■ Short task
Copy every entry below word for word, leaving out the pictures.
###
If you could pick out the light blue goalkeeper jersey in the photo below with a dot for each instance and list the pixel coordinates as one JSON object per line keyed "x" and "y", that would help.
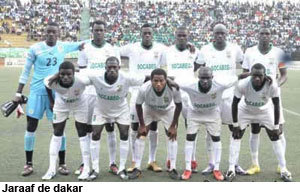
{"x": 45, "y": 61}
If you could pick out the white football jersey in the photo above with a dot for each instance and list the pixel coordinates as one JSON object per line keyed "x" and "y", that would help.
{"x": 164, "y": 102}
{"x": 72, "y": 96}
{"x": 113, "y": 98}
{"x": 180, "y": 64}
{"x": 205, "y": 102}
{"x": 223, "y": 63}
{"x": 94, "y": 58}
{"x": 272, "y": 60}
{"x": 255, "y": 101}
{"x": 141, "y": 60}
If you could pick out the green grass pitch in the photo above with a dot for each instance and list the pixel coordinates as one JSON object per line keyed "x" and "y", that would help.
{"x": 13, "y": 158}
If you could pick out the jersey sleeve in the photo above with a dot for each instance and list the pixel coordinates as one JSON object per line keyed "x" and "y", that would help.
{"x": 82, "y": 59}
{"x": 200, "y": 58}
{"x": 238, "y": 90}
{"x": 274, "y": 91}
{"x": 246, "y": 61}
{"x": 125, "y": 50}
{"x": 30, "y": 59}
{"x": 71, "y": 46}
{"x": 135, "y": 80}
{"x": 141, "y": 96}
{"x": 239, "y": 55}
{"x": 177, "y": 96}
{"x": 283, "y": 59}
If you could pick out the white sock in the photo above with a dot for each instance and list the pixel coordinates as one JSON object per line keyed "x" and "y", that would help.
{"x": 55, "y": 144}
{"x": 254, "y": 144}
{"x": 89, "y": 138}
{"x": 112, "y": 146}
{"x": 172, "y": 150}
{"x": 132, "y": 139}
{"x": 283, "y": 141}
{"x": 209, "y": 149}
{"x": 124, "y": 149}
{"x": 153, "y": 141}
{"x": 139, "y": 149}
{"x": 195, "y": 149}
{"x": 234, "y": 151}
{"x": 95, "y": 149}
{"x": 188, "y": 154}
{"x": 217, "y": 150}
{"x": 278, "y": 150}
{"x": 85, "y": 151}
###
■ Answer in full
If you could pick out the light blue goalkeeper jersey in the photo below with a dot for each instance and list the pixel coordinates as one JSON object per line keyed "x" and "y", that would help.
{"x": 45, "y": 61}
If you could pick out the white football jersey in the photo above with a dot for each instance and list the pixel coordinates as one JSON object per line keyed "x" and "y", that would help.
{"x": 164, "y": 102}
{"x": 72, "y": 96}
{"x": 113, "y": 98}
{"x": 180, "y": 64}
{"x": 205, "y": 102}
{"x": 223, "y": 63}
{"x": 94, "y": 58}
{"x": 272, "y": 60}
{"x": 255, "y": 101}
{"x": 141, "y": 60}
If you could pick out the green grass pitch in the photo above with a dot for each instance and list the pixel coordinates as one JSON object per line keyed "x" and "y", that would help.
{"x": 13, "y": 158}
If you could pick out the jersey sleeve in the photo above with a dot for each instance and list the pixel coordinates as one JSON object per line keyed "x" and "y", that would help.
{"x": 82, "y": 59}
{"x": 200, "y": 58}
{"x": 238, "y": 90}
{"x": 274, "y": 91}
{"x": 246, "y": 61}
{"x": 125, "y": 50}
{"x": 30, "y": 59}
{"x": 71, "y": 46}
{"x": 135, "y": 80}
{"x": 141, "y": 96}
{"x": 239, "y": 55}
{"x": 177, "y": 96}
{"x": 283, "y": 59}
If you could pick out the white sock in the photo above with a dot for each instance and list the pixel coordinates as one JSON object per line keyed "x" and "y", that would help.
{"x": 55, "y": 144}
{"x": 254, "y": 144}
{"x": 89, "y": 138}
{"x": 112, "y": 146}
{"x": 172, "y": 150}
{"x": 132, "y": 139}
{"x": 283, "y": 141}
{"x": 209, "y": 149}
{"x": 124, "y": 149}
{"x": 153, "y": 141}
{"x": 139, "y": 149}
{"x": 195, "y": 149}
{"x": 234, "y": 151}
{"x": 95, "y": 149}
{"x": 188, "y": 154}
{"x": 217, "y": 150}
{"x": 278, "y": 150}
{"x": 85, "y": 151}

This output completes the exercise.